WORK TASK
Transcribe the records word for word, beginning with the first line and ending with the line that contains "Target: fresh basil sprig"; include nothing else.
EXCERPTED RECORDS START
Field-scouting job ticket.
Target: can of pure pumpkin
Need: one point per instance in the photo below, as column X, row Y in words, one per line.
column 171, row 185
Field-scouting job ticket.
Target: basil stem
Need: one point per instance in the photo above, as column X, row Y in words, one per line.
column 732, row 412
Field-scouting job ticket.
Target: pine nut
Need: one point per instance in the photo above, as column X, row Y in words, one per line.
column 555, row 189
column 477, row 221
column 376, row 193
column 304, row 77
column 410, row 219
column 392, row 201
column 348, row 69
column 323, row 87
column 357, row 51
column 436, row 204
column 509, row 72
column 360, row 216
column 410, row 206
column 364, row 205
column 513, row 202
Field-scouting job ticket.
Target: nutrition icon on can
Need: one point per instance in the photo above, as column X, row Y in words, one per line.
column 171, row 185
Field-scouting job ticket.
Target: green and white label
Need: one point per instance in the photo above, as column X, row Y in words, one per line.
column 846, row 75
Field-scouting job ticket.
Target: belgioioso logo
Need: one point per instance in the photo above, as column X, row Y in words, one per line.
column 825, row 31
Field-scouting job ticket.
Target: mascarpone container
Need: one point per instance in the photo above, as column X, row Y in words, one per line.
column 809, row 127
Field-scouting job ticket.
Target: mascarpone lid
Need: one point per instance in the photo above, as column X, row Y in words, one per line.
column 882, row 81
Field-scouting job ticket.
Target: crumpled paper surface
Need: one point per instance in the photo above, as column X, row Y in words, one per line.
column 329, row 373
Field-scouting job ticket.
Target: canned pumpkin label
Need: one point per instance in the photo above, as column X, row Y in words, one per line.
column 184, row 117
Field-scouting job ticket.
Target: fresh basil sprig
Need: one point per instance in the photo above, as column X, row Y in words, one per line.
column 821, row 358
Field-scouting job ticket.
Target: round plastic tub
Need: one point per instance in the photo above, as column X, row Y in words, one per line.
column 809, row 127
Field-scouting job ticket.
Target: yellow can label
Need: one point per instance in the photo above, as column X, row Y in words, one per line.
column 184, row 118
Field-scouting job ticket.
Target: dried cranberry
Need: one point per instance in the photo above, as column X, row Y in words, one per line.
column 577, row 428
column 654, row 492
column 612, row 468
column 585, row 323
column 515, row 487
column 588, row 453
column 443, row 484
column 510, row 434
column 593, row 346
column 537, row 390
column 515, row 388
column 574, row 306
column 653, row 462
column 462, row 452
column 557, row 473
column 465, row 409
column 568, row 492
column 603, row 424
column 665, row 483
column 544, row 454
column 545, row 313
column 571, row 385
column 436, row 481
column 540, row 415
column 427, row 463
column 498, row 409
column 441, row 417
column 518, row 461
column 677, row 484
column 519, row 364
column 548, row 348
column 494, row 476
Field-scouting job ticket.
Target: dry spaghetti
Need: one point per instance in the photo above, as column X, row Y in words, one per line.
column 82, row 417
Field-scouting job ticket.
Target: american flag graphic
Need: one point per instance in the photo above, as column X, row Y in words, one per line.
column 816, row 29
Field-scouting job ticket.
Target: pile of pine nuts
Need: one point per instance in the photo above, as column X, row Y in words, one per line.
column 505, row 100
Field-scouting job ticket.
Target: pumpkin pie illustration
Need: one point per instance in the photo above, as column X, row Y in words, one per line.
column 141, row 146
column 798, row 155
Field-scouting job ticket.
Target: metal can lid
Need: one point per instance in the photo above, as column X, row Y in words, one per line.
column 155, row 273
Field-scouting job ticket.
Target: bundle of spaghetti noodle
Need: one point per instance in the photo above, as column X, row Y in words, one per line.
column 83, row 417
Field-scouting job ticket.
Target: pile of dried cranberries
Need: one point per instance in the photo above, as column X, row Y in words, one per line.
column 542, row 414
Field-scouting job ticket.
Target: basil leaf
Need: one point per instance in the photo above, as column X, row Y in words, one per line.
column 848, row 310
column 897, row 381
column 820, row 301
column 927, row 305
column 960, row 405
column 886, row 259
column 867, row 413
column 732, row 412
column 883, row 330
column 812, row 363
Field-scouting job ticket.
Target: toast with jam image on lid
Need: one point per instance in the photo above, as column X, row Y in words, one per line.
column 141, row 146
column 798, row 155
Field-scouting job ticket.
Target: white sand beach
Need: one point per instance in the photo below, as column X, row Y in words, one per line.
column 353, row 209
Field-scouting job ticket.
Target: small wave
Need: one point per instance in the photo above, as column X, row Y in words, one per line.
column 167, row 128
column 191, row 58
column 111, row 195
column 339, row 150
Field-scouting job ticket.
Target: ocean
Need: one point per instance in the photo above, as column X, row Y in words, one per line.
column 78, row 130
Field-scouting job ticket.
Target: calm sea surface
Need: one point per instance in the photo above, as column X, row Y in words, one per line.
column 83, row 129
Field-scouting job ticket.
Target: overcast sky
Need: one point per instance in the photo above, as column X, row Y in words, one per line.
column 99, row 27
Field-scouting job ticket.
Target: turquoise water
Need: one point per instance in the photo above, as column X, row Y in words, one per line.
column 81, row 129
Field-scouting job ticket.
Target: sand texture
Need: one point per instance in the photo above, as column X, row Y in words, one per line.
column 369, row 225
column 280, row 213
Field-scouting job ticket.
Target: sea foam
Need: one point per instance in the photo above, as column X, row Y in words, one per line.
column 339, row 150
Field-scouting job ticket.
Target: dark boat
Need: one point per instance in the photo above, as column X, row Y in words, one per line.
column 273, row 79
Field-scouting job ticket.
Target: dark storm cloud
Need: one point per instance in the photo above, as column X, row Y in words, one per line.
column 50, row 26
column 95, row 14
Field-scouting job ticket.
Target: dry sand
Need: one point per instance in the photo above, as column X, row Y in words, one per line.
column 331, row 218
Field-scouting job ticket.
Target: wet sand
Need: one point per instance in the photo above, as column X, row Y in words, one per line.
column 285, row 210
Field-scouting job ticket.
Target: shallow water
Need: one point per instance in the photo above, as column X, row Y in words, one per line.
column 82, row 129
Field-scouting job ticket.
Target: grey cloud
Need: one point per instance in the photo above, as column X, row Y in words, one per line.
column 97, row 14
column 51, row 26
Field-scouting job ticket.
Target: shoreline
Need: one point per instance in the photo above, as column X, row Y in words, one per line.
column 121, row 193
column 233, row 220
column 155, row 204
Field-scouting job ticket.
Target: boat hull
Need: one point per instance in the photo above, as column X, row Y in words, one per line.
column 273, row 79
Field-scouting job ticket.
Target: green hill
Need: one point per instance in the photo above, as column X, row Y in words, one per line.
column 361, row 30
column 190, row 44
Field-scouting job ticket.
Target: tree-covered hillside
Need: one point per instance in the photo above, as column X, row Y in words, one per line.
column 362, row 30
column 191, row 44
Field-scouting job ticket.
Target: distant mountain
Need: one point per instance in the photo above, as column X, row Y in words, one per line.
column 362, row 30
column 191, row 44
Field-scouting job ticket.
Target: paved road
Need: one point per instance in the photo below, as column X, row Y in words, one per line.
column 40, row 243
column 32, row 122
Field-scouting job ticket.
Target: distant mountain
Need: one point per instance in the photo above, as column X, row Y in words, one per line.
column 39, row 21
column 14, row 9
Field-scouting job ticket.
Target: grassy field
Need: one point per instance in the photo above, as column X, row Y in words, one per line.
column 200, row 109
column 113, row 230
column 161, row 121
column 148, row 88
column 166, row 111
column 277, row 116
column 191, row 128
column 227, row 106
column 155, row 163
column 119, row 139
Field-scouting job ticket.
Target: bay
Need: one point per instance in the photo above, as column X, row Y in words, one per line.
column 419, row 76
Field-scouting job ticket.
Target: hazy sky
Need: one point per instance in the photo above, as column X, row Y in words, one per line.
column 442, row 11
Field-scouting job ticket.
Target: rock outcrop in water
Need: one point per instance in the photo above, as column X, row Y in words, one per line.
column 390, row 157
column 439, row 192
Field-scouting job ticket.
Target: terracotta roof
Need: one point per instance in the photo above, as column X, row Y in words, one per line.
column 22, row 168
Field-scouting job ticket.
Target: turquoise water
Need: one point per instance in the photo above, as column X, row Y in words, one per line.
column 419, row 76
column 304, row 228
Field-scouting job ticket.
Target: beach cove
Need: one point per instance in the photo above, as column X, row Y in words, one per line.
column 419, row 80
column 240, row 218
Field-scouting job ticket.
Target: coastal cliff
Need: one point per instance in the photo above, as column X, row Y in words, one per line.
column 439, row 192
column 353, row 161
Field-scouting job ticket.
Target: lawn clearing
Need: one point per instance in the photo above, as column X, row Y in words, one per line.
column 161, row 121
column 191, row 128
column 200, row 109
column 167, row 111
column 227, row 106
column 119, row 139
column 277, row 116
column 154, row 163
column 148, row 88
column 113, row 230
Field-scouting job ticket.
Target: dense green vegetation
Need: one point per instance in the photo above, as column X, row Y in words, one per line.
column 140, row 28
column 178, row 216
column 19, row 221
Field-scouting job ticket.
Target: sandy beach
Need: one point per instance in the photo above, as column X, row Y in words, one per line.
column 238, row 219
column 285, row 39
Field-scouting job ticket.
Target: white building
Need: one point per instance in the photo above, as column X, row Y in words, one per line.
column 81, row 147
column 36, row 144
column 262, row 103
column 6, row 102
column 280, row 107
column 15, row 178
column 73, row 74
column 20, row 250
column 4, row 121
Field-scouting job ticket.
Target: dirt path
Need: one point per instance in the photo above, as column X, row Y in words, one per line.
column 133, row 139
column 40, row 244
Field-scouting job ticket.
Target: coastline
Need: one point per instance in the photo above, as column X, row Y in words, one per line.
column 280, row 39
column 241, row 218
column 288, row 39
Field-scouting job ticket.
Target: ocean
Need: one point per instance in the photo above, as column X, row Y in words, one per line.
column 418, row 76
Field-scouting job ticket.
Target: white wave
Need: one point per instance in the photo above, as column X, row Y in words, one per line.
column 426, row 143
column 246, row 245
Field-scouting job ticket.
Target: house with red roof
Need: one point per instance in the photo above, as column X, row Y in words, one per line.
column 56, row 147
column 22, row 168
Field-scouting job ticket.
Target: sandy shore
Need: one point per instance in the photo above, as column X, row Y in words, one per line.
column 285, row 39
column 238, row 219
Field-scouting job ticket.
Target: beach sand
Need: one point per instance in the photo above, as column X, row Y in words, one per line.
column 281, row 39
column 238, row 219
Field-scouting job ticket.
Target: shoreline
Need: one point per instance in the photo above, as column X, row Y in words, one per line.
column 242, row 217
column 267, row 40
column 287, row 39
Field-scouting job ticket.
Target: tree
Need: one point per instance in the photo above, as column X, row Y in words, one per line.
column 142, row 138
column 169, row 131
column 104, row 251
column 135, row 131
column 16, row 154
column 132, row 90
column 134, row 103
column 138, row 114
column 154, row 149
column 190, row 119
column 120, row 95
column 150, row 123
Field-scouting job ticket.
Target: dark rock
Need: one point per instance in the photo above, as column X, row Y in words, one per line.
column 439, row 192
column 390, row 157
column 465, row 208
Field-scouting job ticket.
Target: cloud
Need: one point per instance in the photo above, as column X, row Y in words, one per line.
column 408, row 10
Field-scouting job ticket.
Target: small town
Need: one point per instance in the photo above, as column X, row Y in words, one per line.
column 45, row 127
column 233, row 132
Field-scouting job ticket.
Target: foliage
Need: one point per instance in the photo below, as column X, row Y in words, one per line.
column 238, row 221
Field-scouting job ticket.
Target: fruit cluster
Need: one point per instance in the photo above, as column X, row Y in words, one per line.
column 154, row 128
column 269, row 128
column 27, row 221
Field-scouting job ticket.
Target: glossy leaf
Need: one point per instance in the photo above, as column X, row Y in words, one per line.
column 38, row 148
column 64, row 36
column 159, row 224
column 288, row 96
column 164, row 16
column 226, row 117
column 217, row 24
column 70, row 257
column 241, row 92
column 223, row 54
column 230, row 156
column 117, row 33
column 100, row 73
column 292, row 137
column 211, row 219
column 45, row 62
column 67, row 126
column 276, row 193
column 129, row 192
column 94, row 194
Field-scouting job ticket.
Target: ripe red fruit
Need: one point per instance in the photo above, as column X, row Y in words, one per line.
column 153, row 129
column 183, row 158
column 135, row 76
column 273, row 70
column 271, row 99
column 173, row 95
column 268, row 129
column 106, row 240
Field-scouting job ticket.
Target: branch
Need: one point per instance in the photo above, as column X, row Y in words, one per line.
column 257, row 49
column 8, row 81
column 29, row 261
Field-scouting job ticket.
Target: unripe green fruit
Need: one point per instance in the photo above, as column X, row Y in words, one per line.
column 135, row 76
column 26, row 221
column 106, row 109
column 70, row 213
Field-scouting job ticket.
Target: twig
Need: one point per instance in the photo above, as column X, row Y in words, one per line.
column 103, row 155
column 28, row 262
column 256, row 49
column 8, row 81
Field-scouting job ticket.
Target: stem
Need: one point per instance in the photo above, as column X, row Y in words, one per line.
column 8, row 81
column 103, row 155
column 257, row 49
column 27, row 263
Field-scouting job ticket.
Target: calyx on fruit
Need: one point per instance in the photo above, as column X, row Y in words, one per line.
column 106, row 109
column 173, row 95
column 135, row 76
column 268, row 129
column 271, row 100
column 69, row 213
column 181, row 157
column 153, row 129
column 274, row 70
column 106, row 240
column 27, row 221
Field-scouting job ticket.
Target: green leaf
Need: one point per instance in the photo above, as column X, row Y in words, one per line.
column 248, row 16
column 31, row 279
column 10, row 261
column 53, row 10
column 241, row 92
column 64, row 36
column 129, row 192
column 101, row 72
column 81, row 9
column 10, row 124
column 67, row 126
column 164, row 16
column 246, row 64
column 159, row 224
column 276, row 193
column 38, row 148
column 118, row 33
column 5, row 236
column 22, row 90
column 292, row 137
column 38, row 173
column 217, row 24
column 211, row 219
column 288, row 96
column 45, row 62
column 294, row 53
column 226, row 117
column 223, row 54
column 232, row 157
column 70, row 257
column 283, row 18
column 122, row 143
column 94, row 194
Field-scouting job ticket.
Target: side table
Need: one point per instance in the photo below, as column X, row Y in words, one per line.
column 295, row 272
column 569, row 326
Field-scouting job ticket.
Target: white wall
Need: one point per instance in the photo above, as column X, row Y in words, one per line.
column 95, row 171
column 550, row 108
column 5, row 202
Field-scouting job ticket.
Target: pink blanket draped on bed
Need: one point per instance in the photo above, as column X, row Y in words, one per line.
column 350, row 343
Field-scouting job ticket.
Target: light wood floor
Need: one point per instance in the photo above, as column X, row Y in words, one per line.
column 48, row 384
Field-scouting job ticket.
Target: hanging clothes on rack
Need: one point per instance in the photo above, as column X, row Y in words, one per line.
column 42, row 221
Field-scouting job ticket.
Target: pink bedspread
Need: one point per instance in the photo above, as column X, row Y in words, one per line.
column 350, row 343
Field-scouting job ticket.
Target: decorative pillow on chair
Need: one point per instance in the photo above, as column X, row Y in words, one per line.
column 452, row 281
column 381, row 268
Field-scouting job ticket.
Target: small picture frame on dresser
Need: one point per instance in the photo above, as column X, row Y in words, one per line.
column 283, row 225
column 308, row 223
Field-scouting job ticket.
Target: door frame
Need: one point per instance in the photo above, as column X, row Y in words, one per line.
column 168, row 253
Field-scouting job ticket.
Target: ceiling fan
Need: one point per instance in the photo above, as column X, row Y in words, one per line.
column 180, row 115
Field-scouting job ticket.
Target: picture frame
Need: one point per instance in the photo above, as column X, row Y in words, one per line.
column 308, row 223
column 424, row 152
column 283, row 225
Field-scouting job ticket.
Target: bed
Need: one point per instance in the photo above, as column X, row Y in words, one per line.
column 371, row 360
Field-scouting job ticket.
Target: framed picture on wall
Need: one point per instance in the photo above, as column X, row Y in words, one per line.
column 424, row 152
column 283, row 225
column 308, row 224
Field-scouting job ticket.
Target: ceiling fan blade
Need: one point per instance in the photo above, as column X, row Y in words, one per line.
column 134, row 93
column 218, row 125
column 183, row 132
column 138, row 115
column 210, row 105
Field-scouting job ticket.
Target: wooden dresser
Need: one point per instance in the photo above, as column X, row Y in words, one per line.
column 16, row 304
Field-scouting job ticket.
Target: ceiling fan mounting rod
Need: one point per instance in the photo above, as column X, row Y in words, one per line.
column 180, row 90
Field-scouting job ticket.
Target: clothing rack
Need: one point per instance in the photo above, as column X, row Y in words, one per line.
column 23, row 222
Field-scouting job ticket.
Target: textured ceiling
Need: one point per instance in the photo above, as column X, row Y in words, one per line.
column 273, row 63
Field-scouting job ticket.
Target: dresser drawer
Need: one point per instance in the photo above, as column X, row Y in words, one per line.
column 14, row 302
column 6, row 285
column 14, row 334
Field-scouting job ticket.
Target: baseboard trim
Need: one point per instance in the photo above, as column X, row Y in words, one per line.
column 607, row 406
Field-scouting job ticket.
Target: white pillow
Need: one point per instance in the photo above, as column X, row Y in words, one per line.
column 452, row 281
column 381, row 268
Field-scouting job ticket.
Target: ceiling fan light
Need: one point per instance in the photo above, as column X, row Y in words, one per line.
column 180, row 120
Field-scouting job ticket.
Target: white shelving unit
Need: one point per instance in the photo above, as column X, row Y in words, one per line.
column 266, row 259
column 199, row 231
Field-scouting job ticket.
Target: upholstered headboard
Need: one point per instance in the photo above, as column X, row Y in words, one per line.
EXCERPTED RECORDS END
RESPONSE BOX
Field-scouting job ticket.
Target: can of pure pumpkin
Need: one point per instance in the photo below, as column X, row Y in words, one per line.
column 171, row 185
Field-scouting job ticket.
Target: basil stem
Need: one point per instance in the photo above, as column X, row Y in words, one per line.
column 732, row 412
Field-scouting job ticket.
Target: pine nut
Need: one point per instance in the photo above, as column X, row Y in words, one per line.
column 555, row 189
column 477, row 221
column 376, row 193
column 304, row 77
column 410, row 219
column 392, row 201
column 348, row 69
column 323, row 87
column 357, row 51
column 436, row 204
column 509, row 72
column 360, row 216
column 410, row 206
column 364, row 205
column 513, row 202
Field-scouting job ticket.
Target: nutrition icon on can
Need: one point per instance in the photo above, as column X, row Y in words, one per line.
column 171, row 185
Field-scouting job ticket.
Target: green and white label
Need: one point per instance in the photo above, as column X, row Y in words, one per line.
column 846, row 75
Field-scouting job ticket.
Target: belgioioso logo
Need: one point per instance in the photo above, as column X, row Y in words, one per line.
column 825, row 31
Field-scouting job ticket.
Target: mascarpone container
Need: one point per instance in the photo above, as column X, row Y in words, one per line.
column 809, row 127
Field-scouting job ticket.
Target: mascarpone lid
Need: one point per instance in the photo above, as column X, row Y in words, one per line.
column 882, row 81
Field-scouting job ticket.
Target: crumpled paper surface
Need: one point per instance in the photo above, as column X, row Y in words, one per line.
column 329, row 373
Field-scouting job ticket.
Target: canned pumpkin label
Need: one point per instance in the photo above, as column X, row Y in words, one per line.
column 184, row 117
Field-scouting job ticket.
Target: fresh basil sprig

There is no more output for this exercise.